### SUPPLIED ENTRIES:
/---

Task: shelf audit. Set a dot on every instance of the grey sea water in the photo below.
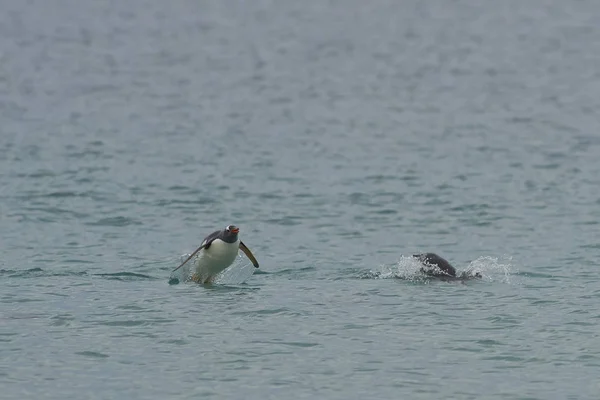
(342, 137)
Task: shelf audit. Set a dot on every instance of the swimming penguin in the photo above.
(436, 266)
(217, 252)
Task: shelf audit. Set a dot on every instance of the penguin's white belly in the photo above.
(214, 260)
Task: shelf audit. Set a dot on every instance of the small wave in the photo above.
(124, 276)
(21, 273)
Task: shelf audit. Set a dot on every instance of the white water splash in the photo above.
(409, 268)
(239, 272)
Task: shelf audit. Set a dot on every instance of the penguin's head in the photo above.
(230, 233)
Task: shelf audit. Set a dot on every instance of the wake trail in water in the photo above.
(484, 268)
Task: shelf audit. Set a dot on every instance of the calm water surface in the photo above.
(341, 136)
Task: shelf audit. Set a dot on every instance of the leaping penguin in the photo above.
(217, 252)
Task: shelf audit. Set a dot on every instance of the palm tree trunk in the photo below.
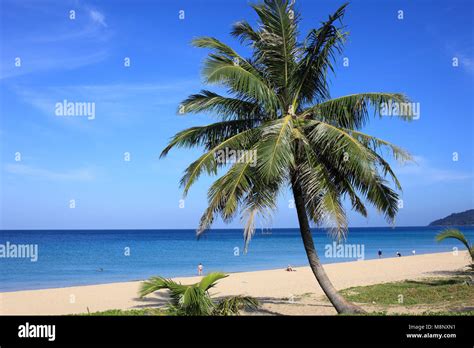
(339, 302)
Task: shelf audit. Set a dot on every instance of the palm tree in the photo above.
(458, 235)
(195, 300)
(279, 107)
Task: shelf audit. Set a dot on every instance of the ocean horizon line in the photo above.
(220, 228)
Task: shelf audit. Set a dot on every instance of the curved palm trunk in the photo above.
(339, 302)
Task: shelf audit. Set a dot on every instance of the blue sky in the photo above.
(64, 158)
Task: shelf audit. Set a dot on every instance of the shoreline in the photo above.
(270, 285)
(213, 270)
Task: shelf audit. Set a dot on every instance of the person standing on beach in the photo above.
(200, 269)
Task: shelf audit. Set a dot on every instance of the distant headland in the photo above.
(465, 218)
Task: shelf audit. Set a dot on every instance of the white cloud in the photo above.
(424, 173)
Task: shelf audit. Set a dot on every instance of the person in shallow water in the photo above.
(200, 269)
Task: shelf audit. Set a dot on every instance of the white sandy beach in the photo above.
(272, 287)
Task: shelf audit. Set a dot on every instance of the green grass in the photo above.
(447, 291)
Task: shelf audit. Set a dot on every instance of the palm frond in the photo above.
(352, 111)
(453, 233)
(232, 305)
(210, 280)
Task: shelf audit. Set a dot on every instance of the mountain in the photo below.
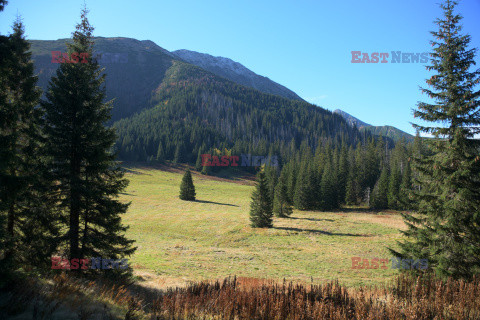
(351, 119)
(385, 131)
(235, 72)
(131, 81)
(196, 112)
(166, 108)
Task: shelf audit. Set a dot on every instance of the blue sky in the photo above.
(302, 44)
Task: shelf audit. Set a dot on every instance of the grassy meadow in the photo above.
(180, 241)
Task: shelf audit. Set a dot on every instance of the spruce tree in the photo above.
(380, 191)
(447, 230)
(261, 213)
(329, 198)
(302, 191)
(281, 204)
(160, 153)
(187, 189)
(78, 147)
(393, 193)
(405, 193)
(30, 224)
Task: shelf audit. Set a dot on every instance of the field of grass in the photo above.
(180, 241)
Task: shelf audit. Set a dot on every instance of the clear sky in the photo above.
(304, 45)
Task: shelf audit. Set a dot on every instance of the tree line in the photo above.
(59, 181)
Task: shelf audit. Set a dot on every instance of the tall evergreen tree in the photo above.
(447, 231)
(380, 191)
(160, 153)
(329, 198)
(187, 189)
(302, 191)
(406, 191)
(30, 226)
(261, 213)
(281, 204)
(78, 147)
(393, 194)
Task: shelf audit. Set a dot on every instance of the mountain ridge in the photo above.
(386, 131)
(236, 72)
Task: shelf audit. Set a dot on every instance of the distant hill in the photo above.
(385, 131)
(235, 72)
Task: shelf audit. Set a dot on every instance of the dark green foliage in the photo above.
(187, 189)
(447, 229)
(261, 213)
(328, 190)
(27, 223)
(379, 199)
(301, 198)
(393, 193)
(78, 147)
(282, 206)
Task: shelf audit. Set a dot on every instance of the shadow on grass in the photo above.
(311, 219)
(315, 231)
(219, 203)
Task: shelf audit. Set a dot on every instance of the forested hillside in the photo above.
(196, 111)
(131, 81)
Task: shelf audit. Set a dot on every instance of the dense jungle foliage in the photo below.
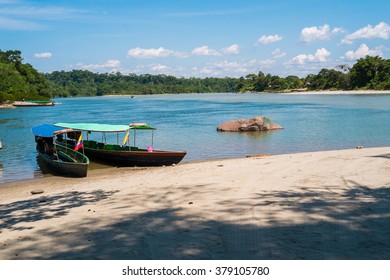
(20, 81)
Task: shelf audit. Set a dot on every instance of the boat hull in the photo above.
(78, 168)
(135, 158)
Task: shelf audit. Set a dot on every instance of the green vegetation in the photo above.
(368, 73)
(20, 81)
(86, 83)
(372, 73)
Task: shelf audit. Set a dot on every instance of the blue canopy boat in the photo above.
(117, 154)
(59, 159)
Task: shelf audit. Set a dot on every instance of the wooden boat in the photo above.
(120, 155)
(59, 159)
(33, 103)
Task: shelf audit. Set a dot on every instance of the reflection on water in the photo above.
(188, 122)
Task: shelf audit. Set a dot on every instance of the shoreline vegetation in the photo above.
(19, 81)
(298, 207)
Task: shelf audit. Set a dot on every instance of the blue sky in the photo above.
(195, 38)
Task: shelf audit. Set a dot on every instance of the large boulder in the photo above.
(259, 123)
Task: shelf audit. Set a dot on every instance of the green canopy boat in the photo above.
(56, 158)
(122, 153)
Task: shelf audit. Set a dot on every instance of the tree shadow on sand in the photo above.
(329, 224)
(46, 207)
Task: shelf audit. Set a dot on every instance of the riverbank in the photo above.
(338, 92)
(317, 205)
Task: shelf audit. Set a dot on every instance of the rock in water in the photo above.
(259, 123)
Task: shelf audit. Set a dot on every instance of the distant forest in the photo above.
(20, 81)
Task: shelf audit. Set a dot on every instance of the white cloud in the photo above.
(205, 50)
(320, 56)
(110, 64)
(362, 51)
(16, 24)
(269, 39)
(158, 67)
(150, 53)
(43, 55)
(233, 49)
(322, 33)
(380, 31)
(277, 53)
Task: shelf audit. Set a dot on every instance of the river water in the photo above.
(188, 122)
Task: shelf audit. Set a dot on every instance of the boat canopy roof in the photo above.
(45, 130)
(141, 126)
(96, 127)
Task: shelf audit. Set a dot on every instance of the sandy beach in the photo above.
(316, 205)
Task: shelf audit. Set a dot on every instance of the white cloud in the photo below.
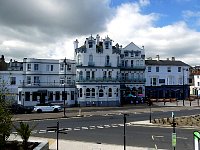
(51, 32)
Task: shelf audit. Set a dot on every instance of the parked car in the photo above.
(20, 109)
(47, 108)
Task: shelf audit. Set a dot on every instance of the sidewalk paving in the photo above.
(88, 111)
(73, 112)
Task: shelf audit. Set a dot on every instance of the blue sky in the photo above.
(48, 28)
(169, 11)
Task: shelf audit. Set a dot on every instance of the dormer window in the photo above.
(90, 43)
(106, 45)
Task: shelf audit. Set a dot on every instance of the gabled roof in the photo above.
(165, 63)
(131, 47)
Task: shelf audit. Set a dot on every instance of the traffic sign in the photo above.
(173, 139)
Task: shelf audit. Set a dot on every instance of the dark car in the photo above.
(20, 109)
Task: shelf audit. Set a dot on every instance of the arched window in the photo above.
(81, 75)
(140, 90)
(90, 58)
(107, 45)
(79, 60)
(90, 43)
(100, 93)
(107, 60)
(109, 92)
(87, 93)
(117, 92)
(93, 92)
(81, 92)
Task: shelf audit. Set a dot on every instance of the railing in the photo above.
(107, 64)
(97, 79)
(46, 84)
(131, 67)
(91, 64)
(134, 80)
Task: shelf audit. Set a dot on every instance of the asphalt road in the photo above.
(109, 129)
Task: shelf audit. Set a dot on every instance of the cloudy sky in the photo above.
(47, 28)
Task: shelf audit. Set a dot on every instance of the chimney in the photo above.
(158, 57)
(98, 39)
(76, 44)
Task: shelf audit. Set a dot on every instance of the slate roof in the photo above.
(165, 63)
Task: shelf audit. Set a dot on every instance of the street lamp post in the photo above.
(64, 85)
(183, 88)
(125, 131)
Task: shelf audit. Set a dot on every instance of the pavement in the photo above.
(87, 111)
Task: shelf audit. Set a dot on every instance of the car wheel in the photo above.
(55, 110)
(39, 110)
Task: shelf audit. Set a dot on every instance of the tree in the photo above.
(5, 122)
(24, 130)
(5, 115)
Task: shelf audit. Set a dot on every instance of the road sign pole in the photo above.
(57, 132)
(174, 132)
(196, 140)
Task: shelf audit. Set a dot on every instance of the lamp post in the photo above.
(184, 87)
(125, 131)
(64, 84)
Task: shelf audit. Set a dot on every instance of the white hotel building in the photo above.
(107, 73)
(101, 74)
(47, 80)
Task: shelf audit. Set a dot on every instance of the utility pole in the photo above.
(183, 89)
(57, 130)
(64, 85)
(125, 131)
(174, 132)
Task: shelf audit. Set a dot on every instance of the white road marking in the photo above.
(34, 131)
(156, 146)
(152, 137)
(114, 125)
(51, 131)
(100, 127)
(92, 127)
(184, 138)
(42, 131)
(77, 128)
(107, 126)
(121, 125)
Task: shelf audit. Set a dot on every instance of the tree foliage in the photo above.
(24, 130)
(5, 115)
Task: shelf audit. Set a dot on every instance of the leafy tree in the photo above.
(24, 130)
(5, 115)
(5, 122)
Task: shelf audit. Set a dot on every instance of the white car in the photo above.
(47, 108)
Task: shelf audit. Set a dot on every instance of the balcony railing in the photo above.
(91, 63)
(46, 84)
(134, 80)
(131, 67)
(97, 80)
(107, 64)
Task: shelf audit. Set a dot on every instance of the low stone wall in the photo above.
(193, 120)
(42, 146)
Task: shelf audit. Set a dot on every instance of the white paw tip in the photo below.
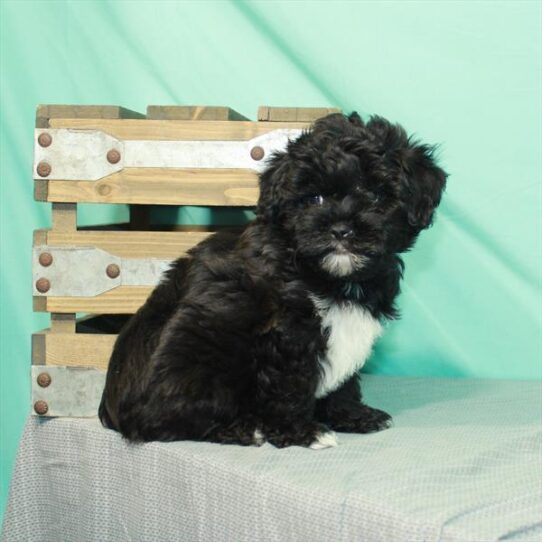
(325, 440)
(258, 437)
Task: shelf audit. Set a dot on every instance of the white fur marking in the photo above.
(352, 332)
(325, 440)
(341, 265)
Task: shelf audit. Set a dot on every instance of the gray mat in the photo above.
(463, 462)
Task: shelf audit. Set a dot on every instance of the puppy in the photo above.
(258, 336)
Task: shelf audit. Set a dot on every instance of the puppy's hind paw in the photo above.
(325, 440)
(258, 437)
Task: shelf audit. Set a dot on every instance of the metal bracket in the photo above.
(89, 271)
(82, 155)
(68, 391)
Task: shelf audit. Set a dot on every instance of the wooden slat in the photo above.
(44, 113)
(192, 112)
(162, 186)
(294, 114)
(72, 349)
(200, 130)
(65, 216)
(63, 323)
(121, 300)
(128, 244)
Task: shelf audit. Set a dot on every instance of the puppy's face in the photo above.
(346, 194)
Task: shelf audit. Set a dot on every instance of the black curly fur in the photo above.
(229, 342)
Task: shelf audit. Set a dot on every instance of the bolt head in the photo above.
(43, 285)
(45, 259)
(43, 379)
(44, 169)
(41, 407)
(113, 156)
(45, 139)
(257, 153)
(112, 270)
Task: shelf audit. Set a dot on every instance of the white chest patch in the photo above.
(352, 332)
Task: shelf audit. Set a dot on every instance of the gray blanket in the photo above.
(463, 462)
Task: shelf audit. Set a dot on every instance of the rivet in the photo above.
(45, 139)
(257, 153)
(41, 407)
(113, 156)
(43, 169)
(112, 270)
(43, 380)
(104, 189)
(45, 259)
(43, 285)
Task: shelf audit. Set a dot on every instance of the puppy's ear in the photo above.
(423, 184)
(273, 186)
(421, 180)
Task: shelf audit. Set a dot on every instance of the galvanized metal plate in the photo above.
(73, 391)
(81, 155)
(82, 271)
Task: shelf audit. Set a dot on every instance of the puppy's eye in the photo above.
(316, 199)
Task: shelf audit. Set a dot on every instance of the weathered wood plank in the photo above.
(121, 300)
(293, 114)
(46, 112)
(72, 349)
(162, 186)
(128, 244)
(65, 216)
(63, 323)
(187, 130)
(192, 112)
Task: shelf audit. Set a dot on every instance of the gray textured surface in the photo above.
(462, 463)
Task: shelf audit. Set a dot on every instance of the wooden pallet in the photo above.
(173, 155)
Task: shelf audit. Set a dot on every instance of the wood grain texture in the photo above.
(192, 112)
(64, 216)
(46, 112)
(72, 349)
(176, 130)
(293, 114)
(63, 323)
(121, 300)
(129, 244)
(163, 186)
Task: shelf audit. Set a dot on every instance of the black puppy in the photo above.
(258, 336)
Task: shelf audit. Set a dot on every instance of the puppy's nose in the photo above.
(342, 231)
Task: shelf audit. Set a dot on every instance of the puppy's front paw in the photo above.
(362, 419)
(297, 434)
(325, 440)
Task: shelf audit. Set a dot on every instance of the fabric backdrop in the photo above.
(466, 75)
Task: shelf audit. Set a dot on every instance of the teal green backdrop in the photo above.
(463, 74)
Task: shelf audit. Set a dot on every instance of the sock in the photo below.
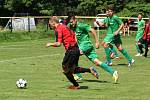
(71, 78)
(124, 52)
(141, 48)
(116, 53)
(79, 75)
(107, 68)
(137, 48)
(79, 70)
(107, 51)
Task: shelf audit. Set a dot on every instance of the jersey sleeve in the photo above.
(105, 21)
(85, 27)
(143, 22)
(118, 20)
(59, 35)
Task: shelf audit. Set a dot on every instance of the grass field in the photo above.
(41, 67)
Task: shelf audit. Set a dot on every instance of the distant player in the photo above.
(139, 33)
(86, 47)
(113, 52)
(145, 40)
(114, 25)
(67, 37)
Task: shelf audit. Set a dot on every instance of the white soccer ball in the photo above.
(21, 83)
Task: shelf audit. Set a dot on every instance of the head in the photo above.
(107, 14)
(73, 21)
(110, 12)
(53, 22)
(140, 16)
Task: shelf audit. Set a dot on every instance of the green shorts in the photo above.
(89, 51)
(138, 36)
(108, 38)
(117, 39)
(113, 39)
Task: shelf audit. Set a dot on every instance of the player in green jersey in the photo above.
(114, 25)
(139, 33)
(86, 47)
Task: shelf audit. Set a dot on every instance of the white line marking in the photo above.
(1, 61)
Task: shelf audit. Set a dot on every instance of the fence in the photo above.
(40, 22)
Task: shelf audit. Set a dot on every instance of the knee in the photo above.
(105, 45)
(96, 62)
(119, 48)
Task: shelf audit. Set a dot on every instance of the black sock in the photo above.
(82, 70)
(71, 79)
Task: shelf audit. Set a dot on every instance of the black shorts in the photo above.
(70, 60)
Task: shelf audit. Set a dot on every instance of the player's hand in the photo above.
(48, 44)
(116, 33)
(97, 45)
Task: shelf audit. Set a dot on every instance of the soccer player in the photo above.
(112, 51)
(67, 37)
(114, 25)
(86, 47)
(145, 40)
(139, 33)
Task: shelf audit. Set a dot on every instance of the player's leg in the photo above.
(125, 53)
(92, 56)
(77, 76)
(107, 52)
(146, 47)
(106, 41)
(138, 37)
(113, 50)
(107, 68)
(69, 66)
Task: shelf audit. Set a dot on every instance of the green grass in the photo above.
(41, 67)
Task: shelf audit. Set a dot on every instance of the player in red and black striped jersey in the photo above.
(70, 61)
(145, 39)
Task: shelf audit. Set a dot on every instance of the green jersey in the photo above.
(140, 31)
(82, 34)
(113, 24)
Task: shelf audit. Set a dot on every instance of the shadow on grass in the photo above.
(96, 81)
(123, 65)
(84, 87)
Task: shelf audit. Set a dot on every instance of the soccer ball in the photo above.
(21, 83)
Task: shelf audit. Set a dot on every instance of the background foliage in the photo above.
(81, 7)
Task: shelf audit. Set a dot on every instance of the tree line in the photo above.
(80, 7)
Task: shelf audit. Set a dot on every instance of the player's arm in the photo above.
(95, 37)
(119, 21)
(101, 24)
(55, 44)
(58, 37)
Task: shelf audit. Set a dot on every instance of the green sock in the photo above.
(116, 53)
(137, 48)
(107, 51)
(125, 53)
(79, 75)
(107, 68)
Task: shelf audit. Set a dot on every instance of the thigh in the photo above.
(108, 39)
(92, 55)
(117, 40)
(70, 60)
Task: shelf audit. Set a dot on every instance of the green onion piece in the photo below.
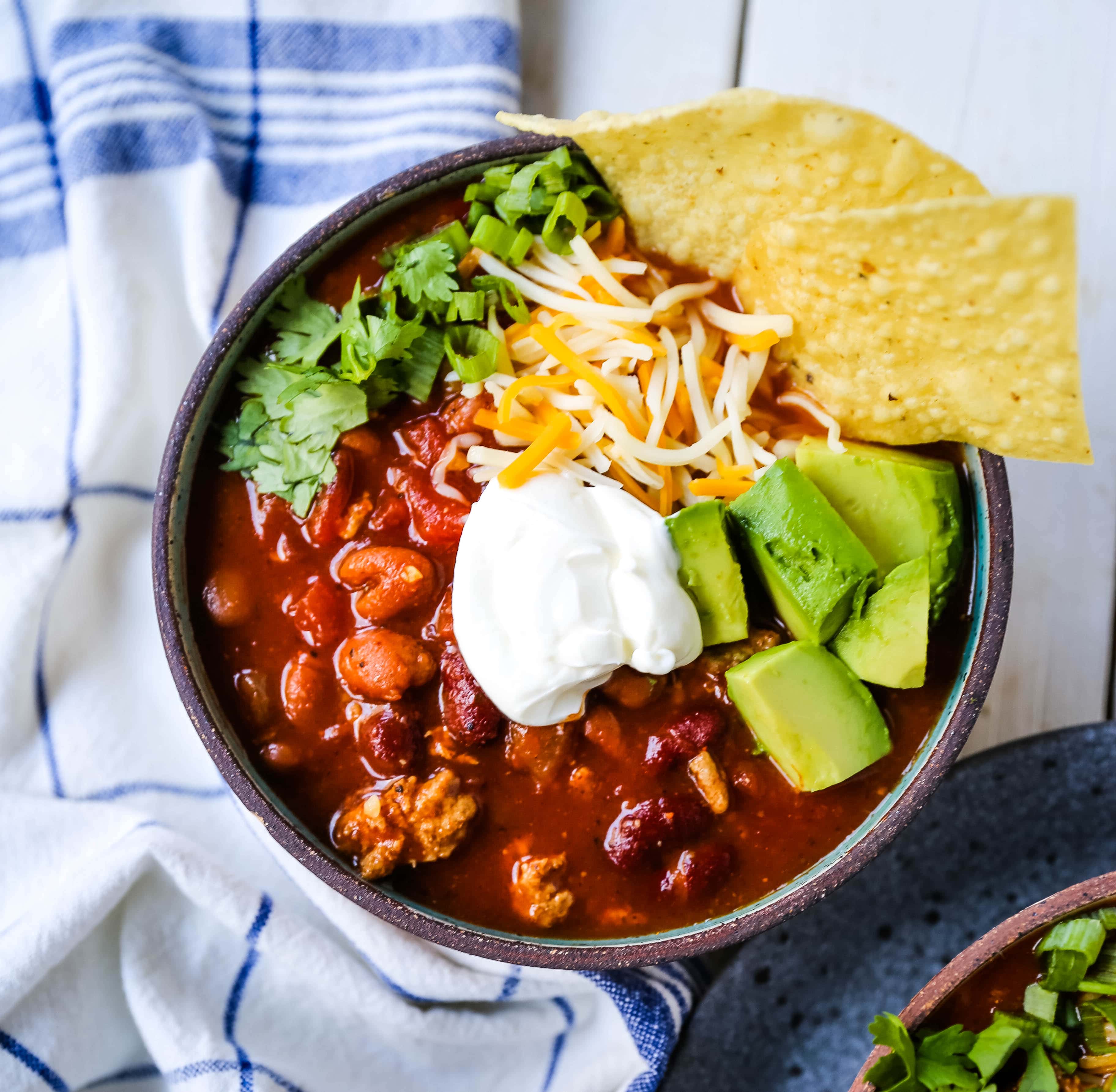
(1101, 979)
(477, 210)
(467, 307)
(1040, 1076)
(1068, 1016)
(494, 237)
(1068, 951)
(561, 158)
(456, 236)
(1040, 1003)
(601, 203)
(520, 247)
(472, 352)
(510, 298)
(500, 178)
(566, 220)
(1064, 1064)
(995, 1046)
(1097, 1018)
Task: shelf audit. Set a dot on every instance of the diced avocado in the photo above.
(816, 720)
(813, 566)
(887, 644)
(709, 570)
(899, 505)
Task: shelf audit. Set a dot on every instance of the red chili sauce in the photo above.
(538, 791)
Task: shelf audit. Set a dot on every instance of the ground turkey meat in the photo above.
(406, 823)
(535, 890)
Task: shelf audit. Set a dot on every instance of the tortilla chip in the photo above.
(942, 321)
(696, 179)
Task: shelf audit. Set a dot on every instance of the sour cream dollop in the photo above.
(557, 585)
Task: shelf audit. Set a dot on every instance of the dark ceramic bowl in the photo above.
(989, 503)
(1076, 899)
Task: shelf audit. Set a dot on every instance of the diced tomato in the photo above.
(438, 520)
(426, 438)
(322, 614)
(324, 521)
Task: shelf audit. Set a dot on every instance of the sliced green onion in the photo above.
(995, 1046)
(511, 299)
(466, 307)
(477, 210)
(1068, 951)
(520, 247)
(1040, 1003)
(472, 352)
(601, 203)
(1096, 1018)
(456, 236)
(1101, 979)
(1040, 1076)
(494, 237)
(566, 220)
(500, 178)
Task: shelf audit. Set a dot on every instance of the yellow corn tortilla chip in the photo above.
(951, 319)
(696, 179)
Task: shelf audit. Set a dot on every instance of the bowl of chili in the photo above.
(310, 783)
(1028, 1004)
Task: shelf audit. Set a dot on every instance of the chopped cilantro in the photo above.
(426, 274)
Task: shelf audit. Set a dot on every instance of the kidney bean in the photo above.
(467, 711)
(391, 738)
(438, 520)
(322, 614)
(393, 578)
(698, 871)
(381, 665)
(228, 598)
(305, 690)
(652, 825)
(426, 438)
(683, 738)
(323, 525)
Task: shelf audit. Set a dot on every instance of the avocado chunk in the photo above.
(816, 720)
(887, 644)
(709, 570)
(901, 506)
(813, 566)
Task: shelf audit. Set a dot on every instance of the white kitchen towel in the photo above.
(154, 157)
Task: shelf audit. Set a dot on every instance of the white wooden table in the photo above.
(1024, 93)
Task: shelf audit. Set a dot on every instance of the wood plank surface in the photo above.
(1024, 93)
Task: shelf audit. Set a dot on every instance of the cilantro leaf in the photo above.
(306, 327)
(426, 274)
(894, 1072)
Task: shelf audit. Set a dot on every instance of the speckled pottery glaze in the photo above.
(989, 502)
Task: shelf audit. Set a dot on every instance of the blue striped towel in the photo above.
(154, 158)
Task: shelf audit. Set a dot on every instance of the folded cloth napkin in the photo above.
(154, 158)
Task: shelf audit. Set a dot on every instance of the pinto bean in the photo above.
(228, 598)
(683, 738)
(305, 689)
(381, 665)
(638, 833)
(393, 578)
(698, 871)
(467, 711)
(324, 524)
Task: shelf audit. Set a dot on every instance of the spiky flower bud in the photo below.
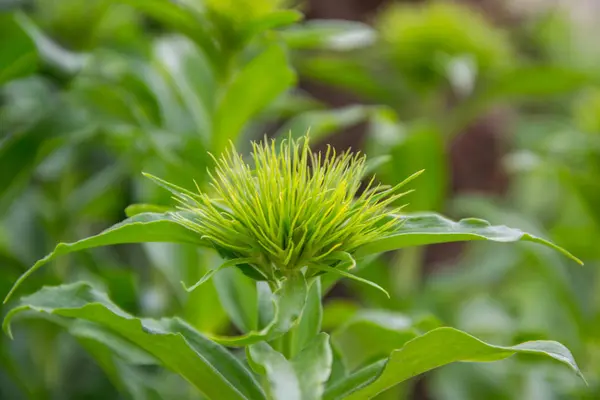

\---

Find the line containing "plank surface in the photo above." in the listing above. Restate it and every line after it, word for word, through the final line, leaving out the pictures.

Task: shelf audit. Set a dot on every instance of the wood plank surface in the photo above.
(1024, 93)
Task: shelf audit. Set a dot on every instance of the cilantro leaf in the photo above.
(306, 327)
(426, 274)
(894, 1072)
Task: shelf audit. Set a dot on every instance of the speckled pottery glaze in the photo above.
(989, 502)
Task: shelf audit. Set a dot on every instance of the blue striped towel in the photo above.
(154, 158)
Task: shelf audit. Set a dot on every instance of the folded cloth napkin in the photo above.
(154, 158)
Task: shelf audit. Set a dot on every instance of the pinto bean in the photo above.
(228, 598)
(683, 738)
(305, 689)
(381, 665)
(638, 833)
(393, 578)
(698, 871)
(467, 711)
(324, 524)
Task: shelf audit. Set a dot on every instance of the spiky flower bud in the photo below.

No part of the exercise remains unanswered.